▶ [PAGE TEXT]:

I was trying to explain to someone why some sorting algorithms are faster than others. While there are many factors in the speed of a sort, we often talk about the number of comparisons needed. So the angle of attack I chose was to try and explain how organizing the data in certain ways allows you to avoid ever having to compare certain pairings of items because you effectively already know the result. What I said is that this was all a direct or indirect outcome of the Transitive Property.
The transitive property is this thing we learn about in early math education. It doesn't come up so often in conversation, but in computer science the transitive property provides the reason that we can sort a set of items without having to compare each pair. Getting one's head around the details of exactly how various algorithms do this--and what the limits are--turned out to be tougher than I thought. So I wrote a little bit about it.

▶ [PROVIDED DATA]:
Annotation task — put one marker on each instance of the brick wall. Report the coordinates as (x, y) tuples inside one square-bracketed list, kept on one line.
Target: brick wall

▶ [EXERCISE]:
Answer these questions from the text on sorting:
(a) Which measure of a sort's speed does the writer say is often discussed?
(b) At what stage of education is the transitive property said to be learned?
(c) In computer science, what does the transitive property make possible when sorting a set of items?
The listing has no connection to the text on sorting.

▶ [TASK SOLUTION]:
(a) The number of comparisons needed.
(b) Early math education.
(c) Sorting the items without having to compare each pair.